Without copying any picture, return all lines below exactly.

--------------------------------

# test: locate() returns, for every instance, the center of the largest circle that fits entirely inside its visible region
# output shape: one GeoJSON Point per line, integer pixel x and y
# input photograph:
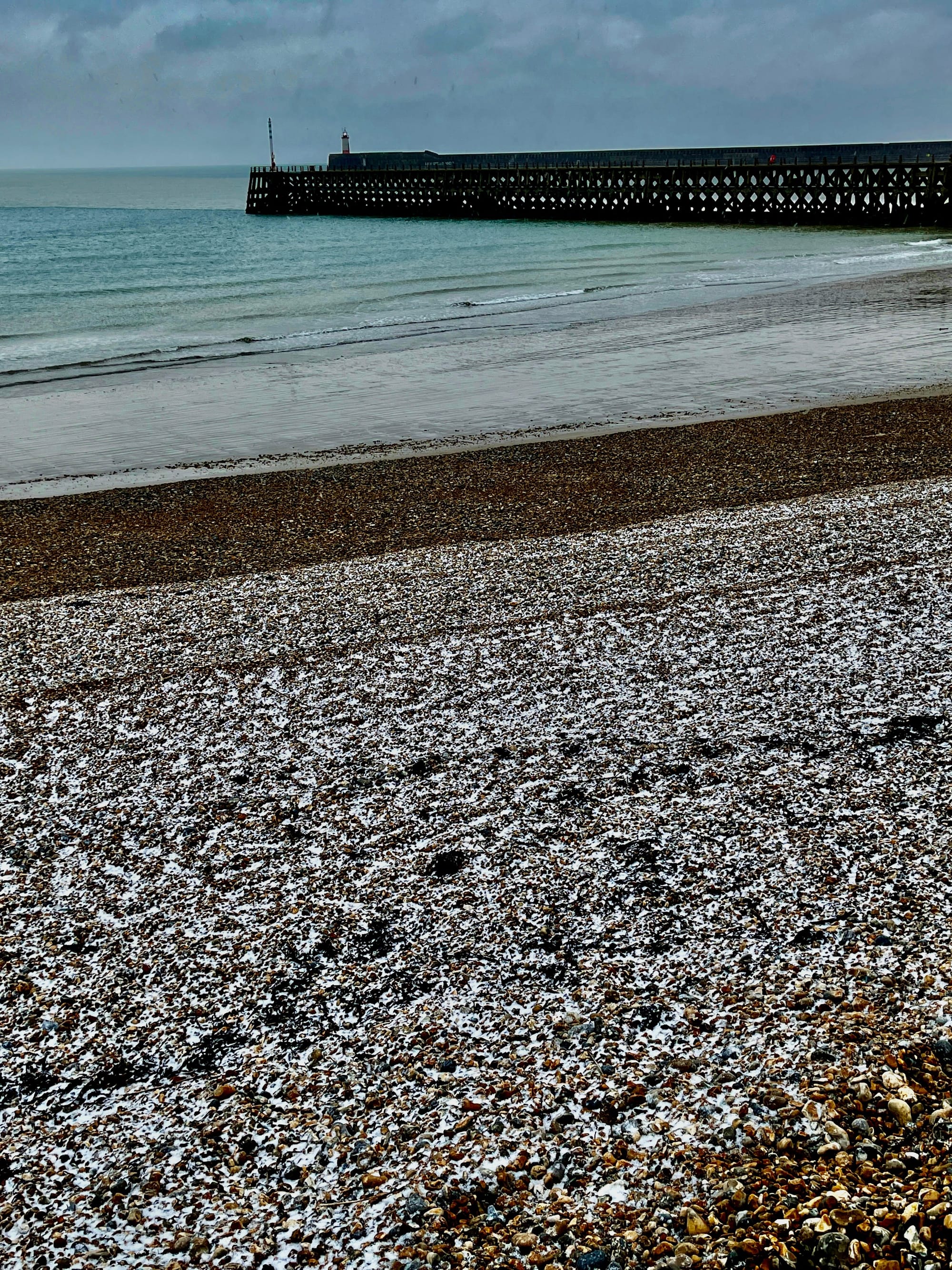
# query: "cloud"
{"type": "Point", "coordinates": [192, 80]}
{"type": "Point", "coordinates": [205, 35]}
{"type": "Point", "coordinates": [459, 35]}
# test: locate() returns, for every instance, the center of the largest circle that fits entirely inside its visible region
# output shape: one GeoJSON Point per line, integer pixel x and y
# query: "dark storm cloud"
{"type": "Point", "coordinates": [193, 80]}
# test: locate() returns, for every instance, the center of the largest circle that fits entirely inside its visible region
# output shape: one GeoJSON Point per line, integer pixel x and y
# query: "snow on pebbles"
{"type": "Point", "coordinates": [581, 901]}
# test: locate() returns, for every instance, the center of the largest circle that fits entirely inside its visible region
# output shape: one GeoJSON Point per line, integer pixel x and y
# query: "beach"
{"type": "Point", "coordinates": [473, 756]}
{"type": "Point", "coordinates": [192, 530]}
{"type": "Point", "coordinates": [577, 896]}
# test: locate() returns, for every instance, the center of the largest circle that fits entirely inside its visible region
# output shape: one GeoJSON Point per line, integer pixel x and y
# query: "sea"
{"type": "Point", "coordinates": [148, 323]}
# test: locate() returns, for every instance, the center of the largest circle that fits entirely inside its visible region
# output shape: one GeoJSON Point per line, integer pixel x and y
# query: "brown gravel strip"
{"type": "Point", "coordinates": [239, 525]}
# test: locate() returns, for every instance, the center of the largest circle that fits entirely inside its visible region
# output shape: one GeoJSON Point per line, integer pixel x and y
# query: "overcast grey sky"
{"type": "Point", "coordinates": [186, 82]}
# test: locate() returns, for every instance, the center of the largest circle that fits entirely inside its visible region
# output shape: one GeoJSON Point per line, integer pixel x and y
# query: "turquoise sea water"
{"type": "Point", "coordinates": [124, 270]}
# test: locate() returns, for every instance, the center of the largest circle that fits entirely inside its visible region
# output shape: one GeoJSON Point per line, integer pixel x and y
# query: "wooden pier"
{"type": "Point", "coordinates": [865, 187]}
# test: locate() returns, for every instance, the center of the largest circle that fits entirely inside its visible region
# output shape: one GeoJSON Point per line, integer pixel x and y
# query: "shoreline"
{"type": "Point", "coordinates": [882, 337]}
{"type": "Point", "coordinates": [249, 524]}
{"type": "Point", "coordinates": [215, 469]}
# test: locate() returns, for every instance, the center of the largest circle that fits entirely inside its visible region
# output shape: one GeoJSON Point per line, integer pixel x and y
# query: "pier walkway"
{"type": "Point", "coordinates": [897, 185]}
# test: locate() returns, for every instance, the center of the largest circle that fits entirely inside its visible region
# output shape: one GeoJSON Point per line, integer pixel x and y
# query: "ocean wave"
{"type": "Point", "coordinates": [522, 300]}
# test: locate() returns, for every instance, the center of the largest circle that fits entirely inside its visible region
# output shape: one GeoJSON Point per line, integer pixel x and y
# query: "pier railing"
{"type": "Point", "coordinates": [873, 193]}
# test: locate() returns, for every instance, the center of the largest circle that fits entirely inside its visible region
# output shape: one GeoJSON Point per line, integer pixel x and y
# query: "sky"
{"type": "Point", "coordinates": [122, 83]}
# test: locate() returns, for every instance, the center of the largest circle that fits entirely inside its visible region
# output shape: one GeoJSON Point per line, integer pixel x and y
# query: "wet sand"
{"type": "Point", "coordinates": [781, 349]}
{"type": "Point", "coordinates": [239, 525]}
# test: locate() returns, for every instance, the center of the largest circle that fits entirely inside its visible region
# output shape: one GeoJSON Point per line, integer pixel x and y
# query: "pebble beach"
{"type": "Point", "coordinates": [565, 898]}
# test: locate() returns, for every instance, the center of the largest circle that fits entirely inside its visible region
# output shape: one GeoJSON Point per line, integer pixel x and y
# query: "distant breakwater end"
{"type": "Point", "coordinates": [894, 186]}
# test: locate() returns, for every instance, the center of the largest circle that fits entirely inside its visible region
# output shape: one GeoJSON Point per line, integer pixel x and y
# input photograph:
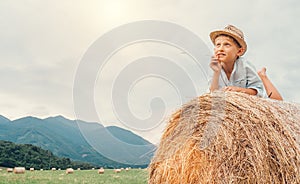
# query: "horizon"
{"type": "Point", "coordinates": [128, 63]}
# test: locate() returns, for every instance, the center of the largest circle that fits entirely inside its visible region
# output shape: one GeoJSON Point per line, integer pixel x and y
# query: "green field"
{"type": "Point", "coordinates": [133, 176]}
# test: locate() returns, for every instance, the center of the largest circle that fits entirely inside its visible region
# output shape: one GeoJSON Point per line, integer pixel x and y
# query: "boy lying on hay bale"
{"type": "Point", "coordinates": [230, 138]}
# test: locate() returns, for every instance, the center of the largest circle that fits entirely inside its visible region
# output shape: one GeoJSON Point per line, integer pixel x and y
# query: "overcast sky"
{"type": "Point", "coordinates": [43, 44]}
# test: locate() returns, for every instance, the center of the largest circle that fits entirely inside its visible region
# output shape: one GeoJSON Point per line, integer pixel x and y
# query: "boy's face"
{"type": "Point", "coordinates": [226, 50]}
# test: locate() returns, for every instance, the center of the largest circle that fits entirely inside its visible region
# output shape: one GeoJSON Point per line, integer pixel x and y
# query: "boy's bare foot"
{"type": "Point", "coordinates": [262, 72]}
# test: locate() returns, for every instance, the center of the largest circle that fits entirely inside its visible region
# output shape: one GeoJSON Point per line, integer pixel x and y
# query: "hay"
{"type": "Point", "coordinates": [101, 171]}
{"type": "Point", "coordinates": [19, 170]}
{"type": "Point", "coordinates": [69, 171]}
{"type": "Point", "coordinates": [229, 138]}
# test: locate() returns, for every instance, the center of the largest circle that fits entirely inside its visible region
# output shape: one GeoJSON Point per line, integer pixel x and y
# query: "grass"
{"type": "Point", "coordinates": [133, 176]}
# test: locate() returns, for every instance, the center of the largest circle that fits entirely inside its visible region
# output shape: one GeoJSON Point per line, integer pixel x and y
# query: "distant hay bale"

--------------------------------

[RESPONSE BELOW]
# test: locate() returns, for every instance, the center of the largest circle that fits entirely inside its visible region
# output shape: one GeoJSON Point per line, integer pixel x and y
# input photograph:
# query: "cloud"
{"type": "Point", "coordinates": [192, 80]}
{"type": "Point", "coordinates": [205, 35]}
{"type": "Point", "coordinates": [459, 35]}
# test: locate() returns, for every instance, the center of the largest circle that fits entirely inside its visible region
# output shape: one GeoJSON Point per line, integer pixel x and y
# query: "dark storm cloud"
{"type": "Point", "coordinates": [193, 80]}
# test: locate() returns, for every instance, the center of the largest circle that fits entirely inside its visible region
# output shape: one GeoJSON Point per line, integer pixel x and y
# query: "snow on pebbles"
{"type": "Point", "coordinates": [581, 901]}
# test: locate() returns, for every instance, the center of the largest circle that fits entirely inside its visible region
# output shape: one GeoJSON Point per line, integer pixel x and y
# query: "beach"
{"type": "Point", "coordinates": [473, 756]}
{"type": "Point", "coordinates": [192, 530]}
{"type": "Point", "coordinates": [577, 896]}
# test: locate() returns, for every instance, the center of the largest circle that fits entirely inside its visible region
# output shape: one GeoJSON Point per line, integer pixel x and y
# query: "sea"
{"type": "Point", "coordinates": [148, 323]}
# test: locate() returns, for every instance, the center of the largest circle that fits entirely inside its visible region
# output shape: one GeoJSON Point per line, integer pixel x and y
# query: "brown gravel strip"
{"type": "Point", "coordinates": [239, 525]}
# test: locate() returns, for every instance, the center of the largest circle that fits entirely inside its visible region
# output shape: one GeoJSON Point per line, integer pixel x and y
# query: "overcast grey sky"
{"type": "Point", "coordinates": [186, 82]}
# test: locate() returns, for every instance, the center of the largest circle that fits entirely inside its visible region
# output shape: one GeoJSON Point per line, integer pixel x and y
# query: "turquoise sea water"
{"type": "Point", "coordinates": [124, 270]}
# test: locate() returns, for every instance, the center of the largest circle that fits entirely inside its visible region
# output shape: one GeoJSON Point per line, integer pixel x and y
# query: "wooden pier"
{"type": "Point", "coordinates": [865, 187]}
# test: locate() returns, for every instance, the center of the largest circle that fits entirely inside its visible region
# output shape: one GeoJSON Point per line, integer pixel x and y
# query: "shoreline"
{"type": "Point", "coordinates": [882, 337]}
{"type": "Point", "coordinates": [249, 524]}
{"type": "Point", "coordinates": [215, 469]}
# test: locate() returns, for every instance, the center of the largest circle that fits entirely inside its visible region
# output shape: one GeoJSON Point per line, integer pixel x and y
# query: "pier walkway"
{"type": "Point", "coordinates": [897, 185]}
# test: locate() returns, for every instance, the center of the largest circle that fits entirely inside its visible region
# output shape: one GeoJSON Point per line, integer pixel x and y
# query: "ocean wave"
{"type": "Point", "coordinates": [522, 300]}
# test: locate() returns, for every instance, the center of the largest circle that fits entirely inside its visible region
# output shape: one GeoJSON Point per line, integer pixel x and y
# query: "pier railing"
{"type": "Point", "coordinates": [873, 193]}
# test: locate() returns, for every instance, the center of the largest circle that fits entirely inside its visible region
# output shape: one GeoJSON Point per line, integer pixel x and y
# query: "sky"
{"type": "Point", "coordinates": [122, 83]}
# test: locate() returns, for every instance, the center of the largest circle that fits entirely inside its visible region
# output shape: one GeoJSON Point per line, integer pixel x and y
# query: "wet sand"
{"type": "Point", "coordinates": [781, 349]}
{"type": "Point", "coordinates": [239, 525]}
# test: locate() returns, for every instance, the center of the largest circle that fits entirely inside its visible region
# output shape: one GeoJSON Point per line, integer pixel x and y
# query: "pebble beach"
{"type": "Point", "coordinates": [565, 898]}
# test: locate() returns, for every instance, the center of the largest circle that fits entirely inside its visible region
# output shape: one GeoJSON Point per line, integer pixel x and y
# query: "distant breakwater end"
{"type": "Point", "coordinates": [894, 186]}
# test: locate() returns, for every instance, the center of the largest circle that fits entirely inside its visible region
# output shape: one GeoJSON Point per line, integer pixel x and y
# input photograph:
# query: "horizon"
{"type": "Point", "coordinates": [128, 63]}
# test: locate() returns, for every instance, the center of the largest circle that fits entirely inside its visible region
# output shape: one GeoJSON Point per line, integer pixel x and y
# query: "green field"
{"type": "Point", "coordinates": [133, 176]}
# test: locate() returns, for every instance, the center of the largest circle that fits entirely inside its visible region
# output shape: one GeoJSON Point per line, integer pixel x and y
# query: "boy lying on hay bale"
{"type": "Point", "coordinates": [230, 138]}
# test: locate() returns, for every instance, the center of the largest circle that fits entirely inside its visible region
# output shape: one GeoJSON Point per line, integer pixel x and y
# query: "overcast sky"
{"type": "Point", "coordinates": [43, 44]}
# test: locate() returns, for every instance, the center of the largest circle that fits entirely inside its visible region
# output shape: one GeoJSON Point per line, integer pixel x and y
# query: "boy's face"
{"type": "Point", "coordinates": [226, 50]}
# test: locate() returns, for every instance, the center of the largest circle that fits entirely inside its visible region
# output shape: one GeoJSON Point per line, integer pixel x and y
# query: "boy's bare foot"
{"type": "Point", "coordinates": [262, 72]}
# test: locate() returns, for every instance, the center of the largest circle that fits entirely inside its visible region
# output shape: one GeoJSON Point per line, integer pixel x and y
# query: "hay"
{"type": "Point", "coordinates": [101, 171]}
{"type": "Point", "coordinates": [19, 170]}
{"type": "Point", "coordinates": [69, 171]}
{"type": "Point", "coordinates": [229, 138]}
# test: locate() returns, for every instance, the center of the largest circle that fits entirely inside its visible region
# output shape: one GeoJSON Point per line, integer pixel x and y
# query: "grass"
{"type": "Point", "coordinates": [133, 176]}
# test: locate() returns, for every instance, the center of the largest circle that fits entirely inside its visible region
# output shape: one GeoJSON Point per line, integer pixel x and y
# query: "distant hay bale"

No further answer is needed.